START EXCERPTED PASSAGE

The Broken Kingdoms (N. K. Jemisin)

The Broken Kingdoms is the second book in The Inheritance Trilogy by N. K. Jemisin. [Here’s my review of The Hundred Thousand Kingdoms.]

It’s 10 years after the events of The Hundred Thousand Kingdoms and the city of Sky has changed a lot. Oree Shoth s a young, blind street artist with a knack for seeing magic. Shortly after the break-up with her godling lover Madding, she finds a man in the trash who she can see because he glows with magic and takes him in. And then godlings start dying or go missing and somehow, Oree finds herself right in the middle of it all.

I reacted pretty lukewarmly to The Hundred Thousand Kingdoms and I did like The Broken Kingdoms much more. That is, right until the end that I pretty much hated.

END EXCERPTED PASSAGE

#### [ACTION ITEM]
Please carry the review of The Broken Kingdoms forward from its final sentence.

START SUPPLIED MATERIAL

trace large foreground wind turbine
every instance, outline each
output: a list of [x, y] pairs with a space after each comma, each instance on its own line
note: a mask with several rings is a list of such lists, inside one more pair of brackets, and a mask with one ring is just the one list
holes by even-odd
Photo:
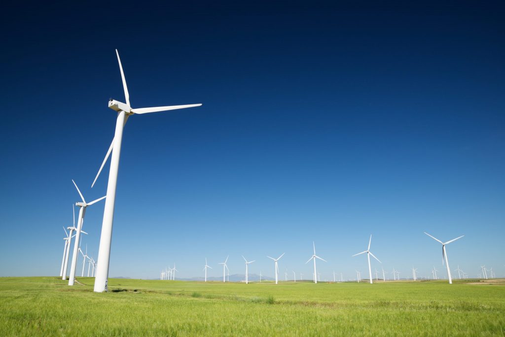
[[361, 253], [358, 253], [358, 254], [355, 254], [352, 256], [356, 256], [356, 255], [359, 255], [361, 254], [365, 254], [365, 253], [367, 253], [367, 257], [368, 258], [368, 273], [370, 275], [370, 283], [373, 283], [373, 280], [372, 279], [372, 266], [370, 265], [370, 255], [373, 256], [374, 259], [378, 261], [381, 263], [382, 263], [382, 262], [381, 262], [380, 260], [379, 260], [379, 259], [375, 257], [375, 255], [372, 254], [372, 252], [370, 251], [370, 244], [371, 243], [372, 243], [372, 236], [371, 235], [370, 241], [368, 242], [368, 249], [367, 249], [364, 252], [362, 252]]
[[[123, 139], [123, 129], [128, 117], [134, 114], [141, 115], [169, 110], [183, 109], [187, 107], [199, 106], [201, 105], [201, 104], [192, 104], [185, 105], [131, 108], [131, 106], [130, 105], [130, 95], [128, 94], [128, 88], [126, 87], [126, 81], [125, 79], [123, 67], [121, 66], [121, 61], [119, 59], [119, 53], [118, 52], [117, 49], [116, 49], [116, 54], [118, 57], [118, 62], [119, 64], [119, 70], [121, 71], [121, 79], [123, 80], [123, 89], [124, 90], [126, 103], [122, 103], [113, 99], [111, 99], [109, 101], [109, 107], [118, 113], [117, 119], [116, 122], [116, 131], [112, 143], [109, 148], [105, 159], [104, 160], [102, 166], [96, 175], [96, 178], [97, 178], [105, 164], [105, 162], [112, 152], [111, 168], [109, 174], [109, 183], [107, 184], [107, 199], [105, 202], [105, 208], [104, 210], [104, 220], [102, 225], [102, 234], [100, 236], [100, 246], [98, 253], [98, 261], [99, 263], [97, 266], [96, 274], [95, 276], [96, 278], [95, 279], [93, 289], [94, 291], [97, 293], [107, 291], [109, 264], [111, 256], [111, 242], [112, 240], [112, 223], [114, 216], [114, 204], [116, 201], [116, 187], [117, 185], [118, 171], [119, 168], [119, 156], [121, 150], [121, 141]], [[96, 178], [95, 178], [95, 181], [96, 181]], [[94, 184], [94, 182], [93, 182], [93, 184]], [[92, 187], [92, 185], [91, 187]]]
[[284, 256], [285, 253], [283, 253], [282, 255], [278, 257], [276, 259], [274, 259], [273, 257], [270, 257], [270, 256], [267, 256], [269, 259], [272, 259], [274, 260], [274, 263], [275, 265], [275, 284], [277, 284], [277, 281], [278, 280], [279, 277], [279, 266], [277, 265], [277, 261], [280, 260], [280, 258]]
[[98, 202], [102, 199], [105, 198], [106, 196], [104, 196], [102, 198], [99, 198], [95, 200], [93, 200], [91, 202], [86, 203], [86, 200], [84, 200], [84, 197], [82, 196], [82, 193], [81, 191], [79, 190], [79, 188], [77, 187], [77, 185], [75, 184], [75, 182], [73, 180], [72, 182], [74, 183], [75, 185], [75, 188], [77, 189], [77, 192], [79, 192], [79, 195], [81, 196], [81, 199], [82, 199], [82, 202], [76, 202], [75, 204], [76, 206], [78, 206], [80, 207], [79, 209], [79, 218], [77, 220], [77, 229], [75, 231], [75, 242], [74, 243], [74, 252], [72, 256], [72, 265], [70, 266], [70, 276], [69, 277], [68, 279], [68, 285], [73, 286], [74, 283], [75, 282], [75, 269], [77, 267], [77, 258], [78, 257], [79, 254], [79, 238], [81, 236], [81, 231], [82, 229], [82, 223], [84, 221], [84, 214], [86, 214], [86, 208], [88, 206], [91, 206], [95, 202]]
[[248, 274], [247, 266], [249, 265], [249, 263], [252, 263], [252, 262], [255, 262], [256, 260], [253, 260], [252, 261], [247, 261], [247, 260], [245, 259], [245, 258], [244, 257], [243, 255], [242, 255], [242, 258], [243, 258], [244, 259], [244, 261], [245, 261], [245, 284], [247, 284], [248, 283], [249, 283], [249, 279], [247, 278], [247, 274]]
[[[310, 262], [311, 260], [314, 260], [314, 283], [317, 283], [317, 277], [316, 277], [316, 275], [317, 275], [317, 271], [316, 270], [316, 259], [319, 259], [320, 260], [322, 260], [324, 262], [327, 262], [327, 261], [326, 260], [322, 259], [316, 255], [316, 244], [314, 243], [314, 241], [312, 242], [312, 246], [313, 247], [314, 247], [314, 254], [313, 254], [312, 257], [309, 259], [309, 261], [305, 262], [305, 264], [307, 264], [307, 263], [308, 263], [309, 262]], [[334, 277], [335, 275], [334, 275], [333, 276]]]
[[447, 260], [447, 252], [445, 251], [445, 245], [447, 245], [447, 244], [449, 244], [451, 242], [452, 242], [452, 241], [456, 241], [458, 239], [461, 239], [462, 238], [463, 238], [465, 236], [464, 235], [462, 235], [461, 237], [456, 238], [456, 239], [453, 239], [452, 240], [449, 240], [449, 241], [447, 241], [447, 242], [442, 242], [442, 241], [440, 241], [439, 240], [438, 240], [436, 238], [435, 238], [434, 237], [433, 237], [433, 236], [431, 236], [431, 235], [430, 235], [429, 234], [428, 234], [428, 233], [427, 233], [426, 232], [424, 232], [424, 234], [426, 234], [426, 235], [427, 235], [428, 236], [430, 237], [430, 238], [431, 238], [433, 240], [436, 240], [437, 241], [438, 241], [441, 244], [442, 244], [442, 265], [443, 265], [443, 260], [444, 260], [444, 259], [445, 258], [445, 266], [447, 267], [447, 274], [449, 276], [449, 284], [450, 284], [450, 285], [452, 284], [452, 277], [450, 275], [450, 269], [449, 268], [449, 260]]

END SUPPLIED MATERIAL

#### [OUTPUT]
There are two issues that had with the book. One was the ending, as I just said. I was perfectly alright with Oree and Itempas splitting up and not getting the usual happy end. But that he impregnates her without asking her (that at least is shortly acknowledged, but her only concern is that she might die giving birth, not that he used her body as incubator and didn’t even bother asking whether she as ok with that) and she taking the child as at least something of him that she gets to keep (which I find an incredibly icky notion) and then this (she’s talking to her unborn child):

And I think that if I wait long enough and listen carefully, one day I’ll hear footsteps on the road outside. Maybe a knock at the door. He’ll have learned basic courtesy by then from someone. We can hope for that, can’t we? Either way, he’ll come inside. He’ll wipe his feet, at least. He’ll hang his coat.
And then you and I, together, will welcome him home.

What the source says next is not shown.